Dati:
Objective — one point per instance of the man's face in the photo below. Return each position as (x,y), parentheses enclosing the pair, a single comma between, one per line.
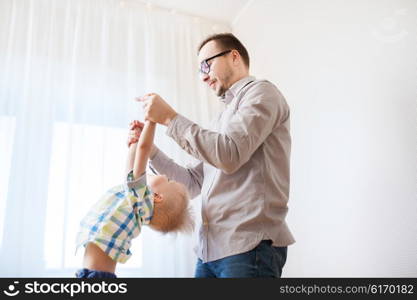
(221,71)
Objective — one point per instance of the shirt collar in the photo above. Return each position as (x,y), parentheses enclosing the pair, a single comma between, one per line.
(147,209)
(234,90)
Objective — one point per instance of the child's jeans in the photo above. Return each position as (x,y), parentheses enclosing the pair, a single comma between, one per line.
(86,273)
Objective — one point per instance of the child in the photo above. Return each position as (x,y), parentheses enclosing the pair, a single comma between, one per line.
(117,218)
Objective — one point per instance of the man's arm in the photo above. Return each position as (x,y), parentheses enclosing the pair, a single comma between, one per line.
(143,149)
(130,157)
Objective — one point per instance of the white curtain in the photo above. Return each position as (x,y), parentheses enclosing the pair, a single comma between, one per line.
(69,71)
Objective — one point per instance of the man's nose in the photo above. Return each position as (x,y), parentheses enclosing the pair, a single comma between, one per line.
(204,77)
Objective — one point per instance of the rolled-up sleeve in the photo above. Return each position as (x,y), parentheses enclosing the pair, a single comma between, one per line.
(191,177)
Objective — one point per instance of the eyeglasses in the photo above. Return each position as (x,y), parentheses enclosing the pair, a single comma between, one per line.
(205,67)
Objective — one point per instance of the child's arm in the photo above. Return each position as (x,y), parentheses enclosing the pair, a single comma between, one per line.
(132,141)
(143,149)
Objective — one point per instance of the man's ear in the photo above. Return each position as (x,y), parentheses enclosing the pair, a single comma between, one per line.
(157,198)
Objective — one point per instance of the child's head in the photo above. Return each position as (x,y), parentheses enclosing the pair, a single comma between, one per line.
(171,210)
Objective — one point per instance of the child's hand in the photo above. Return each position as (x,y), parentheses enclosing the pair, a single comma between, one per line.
(135,129)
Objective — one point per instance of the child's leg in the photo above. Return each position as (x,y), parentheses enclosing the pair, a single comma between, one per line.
(96,260)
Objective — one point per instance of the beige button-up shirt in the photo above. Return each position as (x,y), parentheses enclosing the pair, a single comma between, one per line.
(244,170)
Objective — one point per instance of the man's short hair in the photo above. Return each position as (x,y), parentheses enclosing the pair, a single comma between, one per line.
(227,41)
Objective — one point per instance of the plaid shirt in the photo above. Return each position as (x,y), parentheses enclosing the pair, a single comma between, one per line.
(117,218)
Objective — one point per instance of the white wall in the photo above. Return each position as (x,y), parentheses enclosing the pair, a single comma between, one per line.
(348,70)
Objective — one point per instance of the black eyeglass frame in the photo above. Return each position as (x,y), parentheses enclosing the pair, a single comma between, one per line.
(204,63)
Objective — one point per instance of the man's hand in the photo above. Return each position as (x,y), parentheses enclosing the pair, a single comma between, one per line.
(156,109)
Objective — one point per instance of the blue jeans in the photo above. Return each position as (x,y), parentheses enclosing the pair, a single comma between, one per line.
(263,261)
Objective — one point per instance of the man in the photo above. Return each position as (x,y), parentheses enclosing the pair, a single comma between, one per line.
(244,168)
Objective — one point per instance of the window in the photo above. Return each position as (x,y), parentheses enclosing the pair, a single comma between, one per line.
(7,127)
(86,161)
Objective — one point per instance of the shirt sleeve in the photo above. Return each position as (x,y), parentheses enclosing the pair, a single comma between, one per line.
(260,110)
(192,176)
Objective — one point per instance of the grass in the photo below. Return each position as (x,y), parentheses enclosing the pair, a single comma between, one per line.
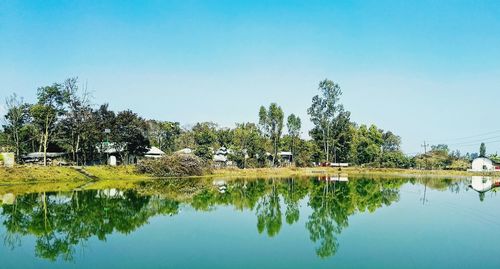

Cosa si richiede:
Filtra i record riportati sopra e copia integralmente ogni riga che contiene la stringa "hand".

Risposta:
Objective — one point per instance of the child's hand in the photo above. Return each position as (x,y), parentheses enclosing the pair, a single comma between, one per line.
Objective — one point per instance of the man's hand in the photo above. Return each position as (x,y), parentheses enclosing the pair, a single comma between, one per line.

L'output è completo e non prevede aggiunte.